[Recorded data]
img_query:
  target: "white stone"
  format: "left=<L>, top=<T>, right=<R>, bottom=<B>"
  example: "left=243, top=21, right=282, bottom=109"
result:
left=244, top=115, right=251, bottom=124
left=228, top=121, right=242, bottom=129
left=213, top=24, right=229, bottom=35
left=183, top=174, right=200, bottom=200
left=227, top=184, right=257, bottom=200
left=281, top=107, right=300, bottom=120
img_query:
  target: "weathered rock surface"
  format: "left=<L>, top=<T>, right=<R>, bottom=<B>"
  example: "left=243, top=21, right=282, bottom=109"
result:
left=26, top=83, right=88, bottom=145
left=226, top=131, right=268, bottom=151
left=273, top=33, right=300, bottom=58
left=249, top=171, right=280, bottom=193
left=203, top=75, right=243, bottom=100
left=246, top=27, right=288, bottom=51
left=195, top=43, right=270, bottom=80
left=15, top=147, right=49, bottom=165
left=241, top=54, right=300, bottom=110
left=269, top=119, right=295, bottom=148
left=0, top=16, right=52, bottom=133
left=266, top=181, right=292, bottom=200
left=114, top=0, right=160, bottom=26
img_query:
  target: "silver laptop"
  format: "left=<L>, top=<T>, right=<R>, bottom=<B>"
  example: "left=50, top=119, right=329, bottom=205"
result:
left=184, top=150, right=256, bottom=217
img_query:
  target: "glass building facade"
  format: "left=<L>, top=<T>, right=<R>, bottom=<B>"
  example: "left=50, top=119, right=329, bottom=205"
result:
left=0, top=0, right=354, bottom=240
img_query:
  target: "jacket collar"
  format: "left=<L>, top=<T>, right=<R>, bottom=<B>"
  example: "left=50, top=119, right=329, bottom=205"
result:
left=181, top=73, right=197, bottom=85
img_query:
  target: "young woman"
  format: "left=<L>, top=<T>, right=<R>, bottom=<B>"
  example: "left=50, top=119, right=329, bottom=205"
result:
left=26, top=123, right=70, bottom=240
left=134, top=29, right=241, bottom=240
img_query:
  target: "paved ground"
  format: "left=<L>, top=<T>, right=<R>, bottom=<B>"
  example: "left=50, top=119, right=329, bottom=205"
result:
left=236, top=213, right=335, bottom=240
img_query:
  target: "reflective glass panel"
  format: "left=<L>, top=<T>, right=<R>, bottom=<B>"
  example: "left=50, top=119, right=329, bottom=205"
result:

Aim of the task: Rename every "target" in the records to "object", and leave everything else as it is.

Final result:
img_query:
  object: "white stone"
  format: "left=<L>, top=<T>, right=<R>, bottom=<B>"
  example: "left=243, top=21, right=282, bottom=109"
result:
left=244, top=115, right=251, bottom=124
left=228, top=121, right=242, bottom=129
left=213, top=24, right=229, bottom=35
left=183, top=174, right=200, bottom=200
left=227, top=184, right=257, bottom=200
left=281, top=107, right=300, bottom=120
img_query:
  object: "weathered rock surface"
  format: "left=<L>, top=<T>, right=<R>, bottom=<B>"
  example: "left=243, top=21, right=282, bottom=109"
result:
left=26, top=83, right=88, bottom=145
left=226, top=131, right=268, bottom=151
left=273, top=33, right=300, bottom=58
left=249, top=171, right=280, bottom=193
left=203, top=75, right=243, bottom=100
left=246, top=27, right=288, bottom=51
left=195, top=43, right=270, bottom=80
left=15, top=147, right=49, bottom=165
left=241, top=54, right=300, bottom=110
left=269, top=119, right=295, bottom=148
left=0, top=16, right=52, bottom=133
left=266, top=181, right=292, bottom=200
left=114, top=0, right=160, bottom=26
img_query:
  object: "silver laptop"
  format: "left=<L>, top=<T>, right=<R>, bottom=<B>"
  example: "left=50, top=119, right=329, bottom=205"
result:
left=184, top=150, right=256, bottom=217
img_query:
  object: "glass building facade"
  format: "left=<L>, top=<T>, right=<R>, bottom=<B>"
  example: "left=50, top=119, right=329, bottom=205"
result:
left=0, top=0, right=354, bottom=240
img_query:
  object: "jacket collar"
  format: "left=<L>, top=<T>, right=<R>, bottom=<B>"
  example: "left=50, top=119, right=329, bottom=205"
result:
left=181, top=73, right=197, bottom=85
img_query:
  object: "young woman"
  format: "left=<L>, top=<T>, right=<R>, bottom=<B>"
  example: "left=50, top=119, right=329, bottom=205"
result:
left=26, top=123, right=70, bottom=240
left=134, top=29, right=241, bottom=240
img_query:
  object: "paved ground"
  format: "left=<L>, top=<T>, right=<R>, bottom=<B>"
  example: "left=50, top=119, right=329, bottom=205"
result:
left=236, top=213, right=335, bottom=240
img_query:
  object: "reflective glass panel"
  format: "left=<L>, top=<T>, right=<R>, bottom=<B>"
  example: "left=50, top=119, right=329, bottom=205"
result:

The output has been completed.